** START Records shown **

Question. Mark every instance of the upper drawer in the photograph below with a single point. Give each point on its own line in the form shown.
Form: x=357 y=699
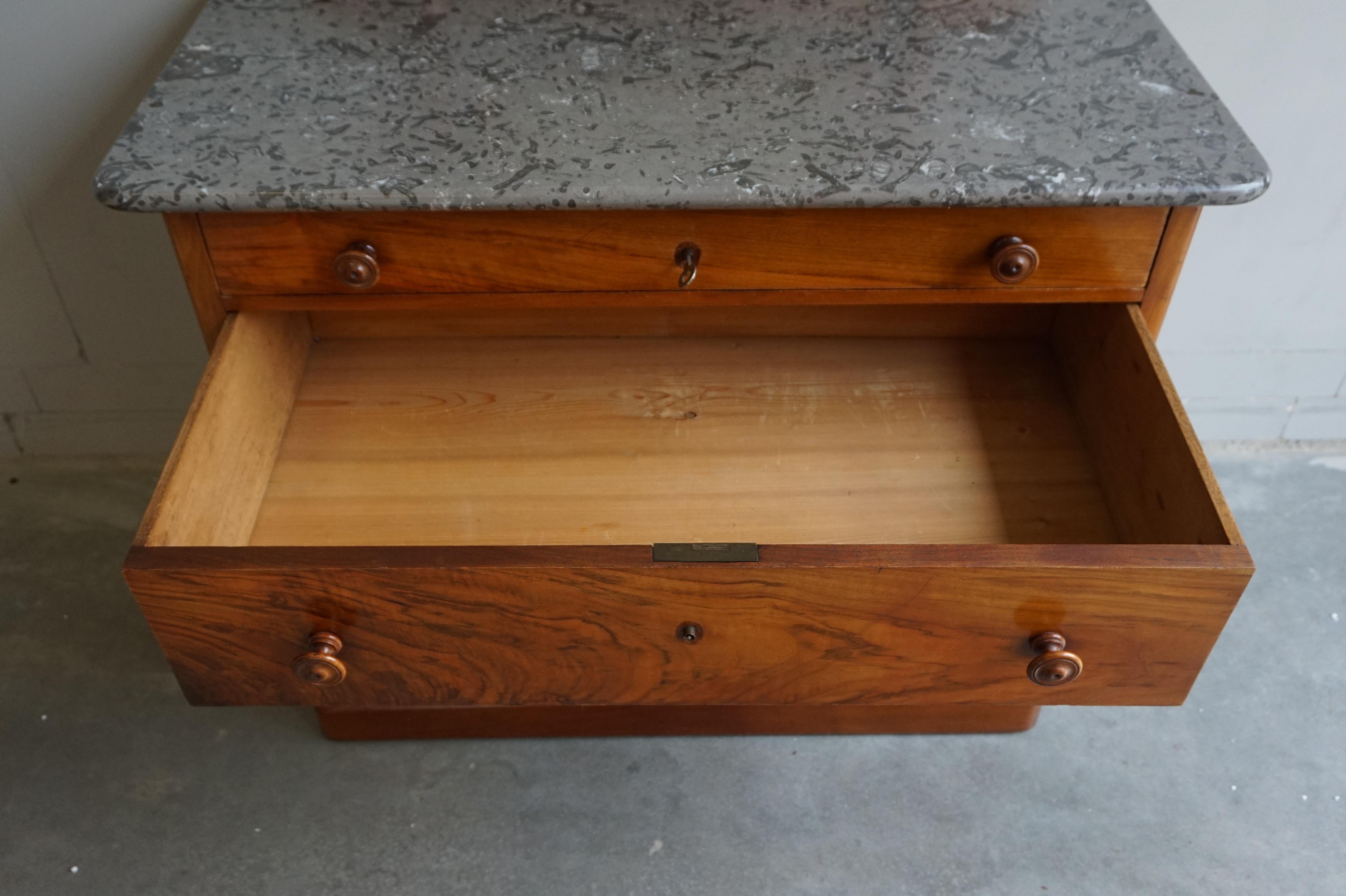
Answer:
x=266 y=253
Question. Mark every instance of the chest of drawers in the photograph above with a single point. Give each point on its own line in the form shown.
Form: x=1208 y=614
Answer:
x=640 y=392
x=445 y=506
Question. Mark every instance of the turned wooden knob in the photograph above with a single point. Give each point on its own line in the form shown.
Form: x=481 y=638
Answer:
x=359 y=266
x=1054 y=665
x=1013 y=260
x=319 y=667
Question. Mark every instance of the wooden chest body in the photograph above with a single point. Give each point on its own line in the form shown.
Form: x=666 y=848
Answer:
x=461 y=469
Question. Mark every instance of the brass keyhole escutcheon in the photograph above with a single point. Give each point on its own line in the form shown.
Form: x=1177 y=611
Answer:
x=690 y=633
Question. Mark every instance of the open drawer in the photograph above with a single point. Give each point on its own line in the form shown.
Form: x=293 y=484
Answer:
x=470 y=510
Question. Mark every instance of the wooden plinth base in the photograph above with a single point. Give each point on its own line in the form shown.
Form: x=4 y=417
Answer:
x=647 y=722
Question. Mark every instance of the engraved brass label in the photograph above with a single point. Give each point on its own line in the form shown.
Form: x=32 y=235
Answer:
x=707 y=554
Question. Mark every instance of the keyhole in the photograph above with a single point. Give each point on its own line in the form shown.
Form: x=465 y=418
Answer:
x=690 y=633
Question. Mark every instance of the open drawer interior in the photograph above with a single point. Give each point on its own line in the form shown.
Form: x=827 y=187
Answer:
x=963 y=426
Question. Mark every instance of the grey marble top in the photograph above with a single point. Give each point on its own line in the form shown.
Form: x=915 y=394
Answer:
x=635 y=104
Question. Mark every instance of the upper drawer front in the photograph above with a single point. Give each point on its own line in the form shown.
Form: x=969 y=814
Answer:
x=287 y=253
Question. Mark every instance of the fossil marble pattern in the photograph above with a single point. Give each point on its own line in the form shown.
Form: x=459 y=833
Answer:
x=528 y=104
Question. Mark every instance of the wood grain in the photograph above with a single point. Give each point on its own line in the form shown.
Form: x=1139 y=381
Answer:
x=877 y=626
x=671 y=722
x=268 y=253
x=574 y=442
x=1151 y=466
x=217 y=473
x=197 y=270
x=730 y=321
x=1169 y=260
x=753 y=300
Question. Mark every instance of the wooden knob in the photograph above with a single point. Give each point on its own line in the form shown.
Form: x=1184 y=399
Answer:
x=359 y=266
x=319 y=667
x=1053 y=665
x=687 y=256
x=1013 y=260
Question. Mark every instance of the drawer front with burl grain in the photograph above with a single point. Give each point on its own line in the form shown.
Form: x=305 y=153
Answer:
x=493 y=628
x=684 y=253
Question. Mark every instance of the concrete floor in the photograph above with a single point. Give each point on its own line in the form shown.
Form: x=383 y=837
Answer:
x=104 y=767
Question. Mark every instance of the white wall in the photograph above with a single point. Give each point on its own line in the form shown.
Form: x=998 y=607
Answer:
x=1256 y=338
x=99 y=352
x=99 y=349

** END Records shown **

▶ **Goal of the exercise**:
Add 113 to each x and y coordinate in the answers, and write out every line of the material from the line that has "Question. Mark every instance of the wood grain" through the line that has "x=104 y=767". Leave all other numbers and wording unchanged.

▶ **Output below**:
Question. Mark every instance of the wood grain in the photograph above with a single point. Give each point on its own line in the form shown.
Form: x=1139 y=381
Answer:
x=990 y=739
x=784 y=835
x=381 y=366
x=687 y=555
x=1264 y=579
x=330 y=586
x=310 y=383
x=843 y=434
x=1282 y=373
x=866 y=413
Question. Mark every instance of the wooden knob in the photograph above with a single point. Give each point on its own line in the form shown.
Form: x=1184 y=399
Answer:
x=472 y=379
x=432 y=780
x=1166 y=778
x=800 y=369
x=1126 y=373
Question. Mark every instance of the drawer front with burl grain in the photograph above with a single point. Give each point on its own line in the form shown.
Form: x=305 y=153
Answer:
x=606 y=741
x=797 y=366
Question. Mark every instance of the concrete floor in the photograph above with a single point. Give each point on its own line in the form shown.
Form: x=383 y=837
Answer:
x=217 y=880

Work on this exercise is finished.